**Job**
How many lines in the entries below contain the word "white"? Reply with the number alone.
::::::::
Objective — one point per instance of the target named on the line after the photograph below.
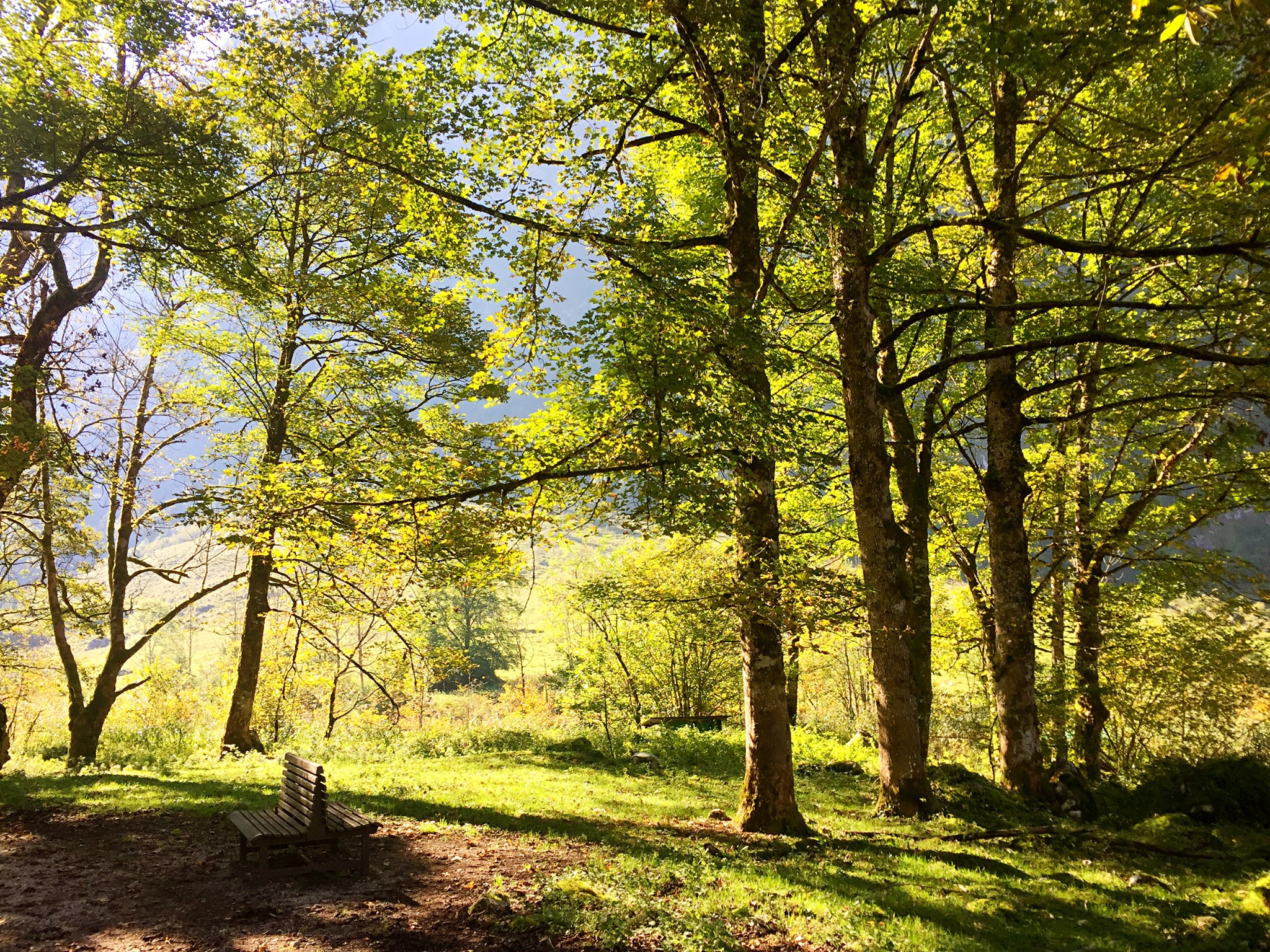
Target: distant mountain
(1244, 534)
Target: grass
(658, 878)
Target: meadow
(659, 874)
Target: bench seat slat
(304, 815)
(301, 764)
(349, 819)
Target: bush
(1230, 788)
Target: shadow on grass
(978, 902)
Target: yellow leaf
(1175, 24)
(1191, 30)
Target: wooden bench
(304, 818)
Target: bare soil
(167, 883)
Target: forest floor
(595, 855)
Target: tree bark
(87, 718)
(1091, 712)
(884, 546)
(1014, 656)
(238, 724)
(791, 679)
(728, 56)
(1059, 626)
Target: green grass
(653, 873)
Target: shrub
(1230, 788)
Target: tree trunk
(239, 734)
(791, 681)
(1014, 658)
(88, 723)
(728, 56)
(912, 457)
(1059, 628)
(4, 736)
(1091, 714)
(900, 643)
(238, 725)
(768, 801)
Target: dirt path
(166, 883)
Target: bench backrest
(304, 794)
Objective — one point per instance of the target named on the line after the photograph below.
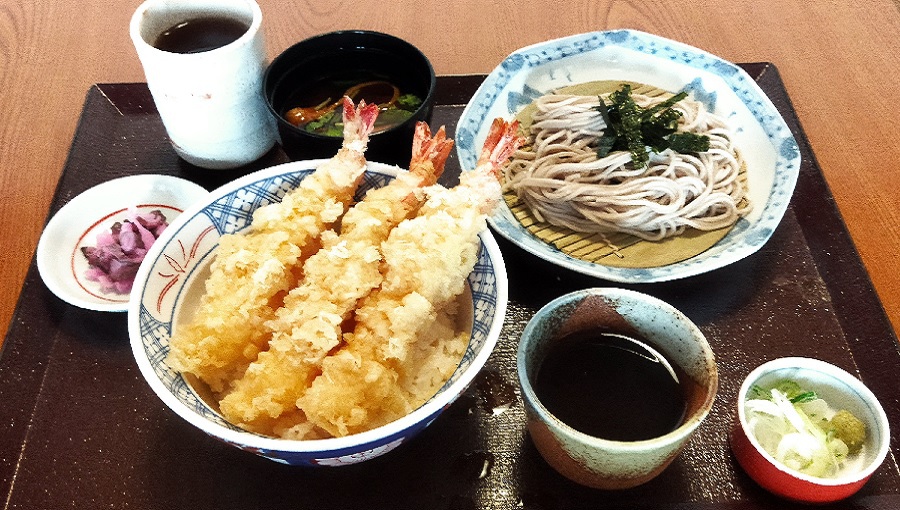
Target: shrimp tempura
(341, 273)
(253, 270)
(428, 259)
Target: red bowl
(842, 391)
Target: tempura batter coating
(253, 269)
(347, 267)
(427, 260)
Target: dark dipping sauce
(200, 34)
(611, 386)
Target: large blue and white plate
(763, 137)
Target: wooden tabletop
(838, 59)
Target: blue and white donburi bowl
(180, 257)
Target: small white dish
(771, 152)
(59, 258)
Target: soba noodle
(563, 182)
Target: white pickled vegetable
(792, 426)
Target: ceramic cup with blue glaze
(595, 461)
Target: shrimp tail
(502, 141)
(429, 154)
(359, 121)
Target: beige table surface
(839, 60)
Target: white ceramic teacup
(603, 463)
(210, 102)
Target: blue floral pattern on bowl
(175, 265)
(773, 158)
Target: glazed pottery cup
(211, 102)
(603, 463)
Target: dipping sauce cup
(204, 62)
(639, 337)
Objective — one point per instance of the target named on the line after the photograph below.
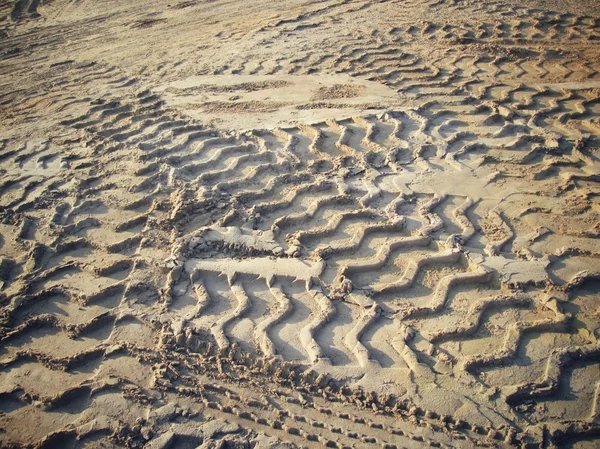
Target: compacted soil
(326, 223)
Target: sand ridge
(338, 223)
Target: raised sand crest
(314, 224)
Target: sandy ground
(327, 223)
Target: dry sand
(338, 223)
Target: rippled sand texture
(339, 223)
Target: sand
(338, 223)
::::::::
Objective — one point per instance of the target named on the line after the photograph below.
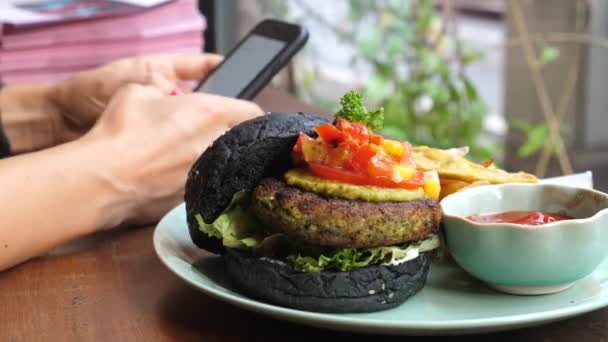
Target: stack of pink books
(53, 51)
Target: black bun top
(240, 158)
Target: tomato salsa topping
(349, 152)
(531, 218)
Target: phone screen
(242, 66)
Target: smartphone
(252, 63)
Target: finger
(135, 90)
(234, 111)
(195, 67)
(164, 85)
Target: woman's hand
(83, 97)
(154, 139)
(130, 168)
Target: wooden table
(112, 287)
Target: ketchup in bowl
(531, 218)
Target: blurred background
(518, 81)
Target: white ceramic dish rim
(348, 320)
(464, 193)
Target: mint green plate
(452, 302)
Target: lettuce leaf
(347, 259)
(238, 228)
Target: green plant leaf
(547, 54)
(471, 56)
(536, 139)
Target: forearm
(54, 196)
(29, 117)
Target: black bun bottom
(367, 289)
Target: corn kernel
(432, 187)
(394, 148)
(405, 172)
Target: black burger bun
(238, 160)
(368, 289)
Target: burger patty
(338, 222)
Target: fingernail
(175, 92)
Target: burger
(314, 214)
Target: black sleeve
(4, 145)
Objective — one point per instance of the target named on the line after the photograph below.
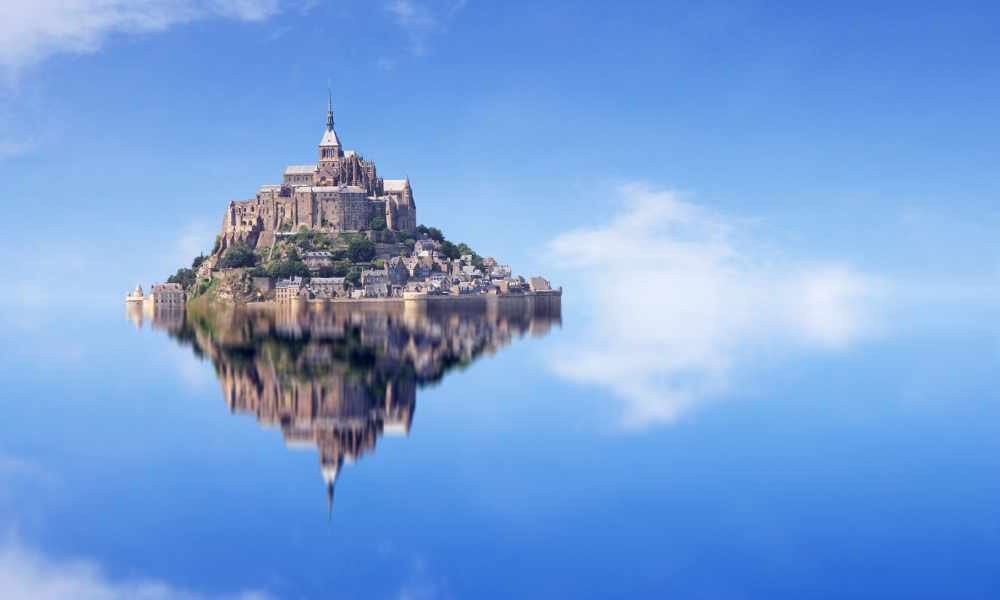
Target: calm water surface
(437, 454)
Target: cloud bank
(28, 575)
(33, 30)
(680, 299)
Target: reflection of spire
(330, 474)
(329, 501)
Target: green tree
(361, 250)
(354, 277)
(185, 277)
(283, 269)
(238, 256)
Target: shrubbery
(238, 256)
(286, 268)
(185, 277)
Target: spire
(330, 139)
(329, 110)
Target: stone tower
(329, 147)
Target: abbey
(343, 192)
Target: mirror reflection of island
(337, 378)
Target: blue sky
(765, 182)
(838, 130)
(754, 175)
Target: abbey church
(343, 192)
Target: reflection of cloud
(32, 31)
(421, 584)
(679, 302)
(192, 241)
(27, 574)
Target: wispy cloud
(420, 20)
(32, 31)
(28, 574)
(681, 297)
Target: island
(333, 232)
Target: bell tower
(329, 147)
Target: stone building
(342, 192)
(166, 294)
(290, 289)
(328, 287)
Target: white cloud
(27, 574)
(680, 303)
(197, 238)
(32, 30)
::::::::
**Answer to this task**
7